** start DATASET EXTRACT **

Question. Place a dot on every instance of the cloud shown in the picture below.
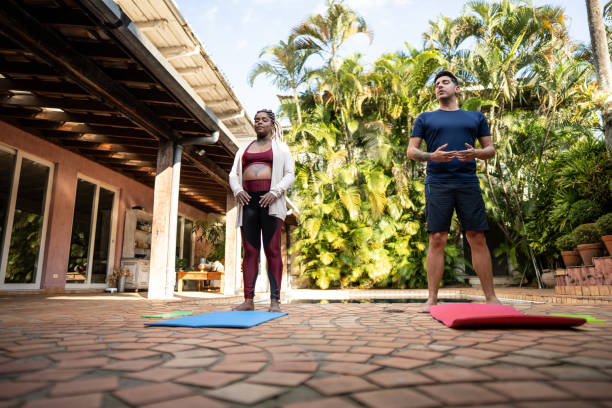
(368, 4)
(247, 17)
(211, 13)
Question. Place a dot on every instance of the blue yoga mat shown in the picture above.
(221, 319)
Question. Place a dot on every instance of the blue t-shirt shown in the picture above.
(455, 128)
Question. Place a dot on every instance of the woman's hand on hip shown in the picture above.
(243, 198)
(267, 199)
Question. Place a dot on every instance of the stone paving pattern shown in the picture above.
(94, 351)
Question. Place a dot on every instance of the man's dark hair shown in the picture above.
(448, 74)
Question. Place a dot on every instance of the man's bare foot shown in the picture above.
(425, 307)
(246, 305)
(274, 306)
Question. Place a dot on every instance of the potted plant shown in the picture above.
(587, 238)
(604, 228)
(566, 245)
(181, 264)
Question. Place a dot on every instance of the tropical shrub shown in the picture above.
(604, 224)
(583, 211)
(566, 242)
(361, 203)
(586, 234)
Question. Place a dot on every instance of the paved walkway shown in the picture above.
(93, 351)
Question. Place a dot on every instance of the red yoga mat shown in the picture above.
(485, 315)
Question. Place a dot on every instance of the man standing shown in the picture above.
(451, 182)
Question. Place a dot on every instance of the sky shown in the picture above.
(234, 32)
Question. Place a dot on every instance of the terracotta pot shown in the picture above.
(548, 278)
(560, 275)
(607, 240)
(588, 251)
(570, 258)
(574, 276)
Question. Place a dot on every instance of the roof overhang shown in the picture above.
(81, 75)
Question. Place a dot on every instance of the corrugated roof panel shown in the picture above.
(161, 23)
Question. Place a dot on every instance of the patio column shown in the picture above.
(233, 241)
(164, 224)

** end DATASET EXTRACT **

WHAT NEEDS TO BE DONE →
Write the lines above as a JSON list of strings, one string per line, skipping any blank lines. Leave the picture out of the list.

EXERCISE RESPONSE →
[
  "Question. Place a dot on every instance of the cloud shown in the picture below.",
  "(368, 4)",
  "(247, 17)",
  "(211, 13)",
  "Question. Place a dot on every instance of the blue yoga mat shown in the picture above.",
  "(221, 319)",
  "Question. Place a dot on every instance of the blue t-shirt shown in the picture above.",
  "(455, 128)",
  "Question. Place a dot on every instance of the woman's hand on hip shown in the picture above.",
  "(243, 198)",
  "(267, 199)",
  "Question. Place a dot on every instance of the stone paving pattern shown in the picture above.",
  "(94, 351)",
  "Question. Place a dot on every instance of the man's dark hair shown in the picture above.",
  "(448, 74)",
  "Question. Place a dot on every instance of the man's bare foot shown in the picture above.",
  "(425, 307)",
  "(246, 305)",
  "(274, 306)",
  "Question. Place a dot on every instance of the potted plant shown in the picture above.",
  "(587, 238)",
  "(604, 228)",
  "(566, 245)",
  "(181, 264)",
  "Question. Place a dot on every instance of the tropical shrub shown in the picture above.",
  "(604, 224)",
  "(583, 211)",
  "(566, 242)",
  "(361, 203)",
  "(586, 234)",
  "Question. Place a dot on every instance of the paved walkway shown in the picture above.",
  "(93, 351)",
  "Question. Place a dot on every instance of the red yoga mat shown in the picture above.",
  "(485, 315)",
  "Question. Place a dot on every instance of the man standing shown in the picture above.",
  "(451, 182)",
  "Question. Place a dot on every instance of the sky shown in the picture above.",
  "(234, 32)",
  "Question. Place a dot on every instance of the terracotta pot shown in the picture above.",
  "(548, 278)",
  "(560, 275)",
  "(607, 240)",
  "(588, 251)",
  "(570, 258)",
  "(574, 276)",
  "Question. Place a dot on every instance of the roof overhang shown in the picture above.",
  "(81, 75)",
  "Question. Place a dot on every instance of the corrugated roof panel shown in the picture above.",
  "(161, 23)",
  "Question. Place a dot on every instance of the patio column shown in the picture above.",
  "(233, 241)",
  "(164, 224)"
]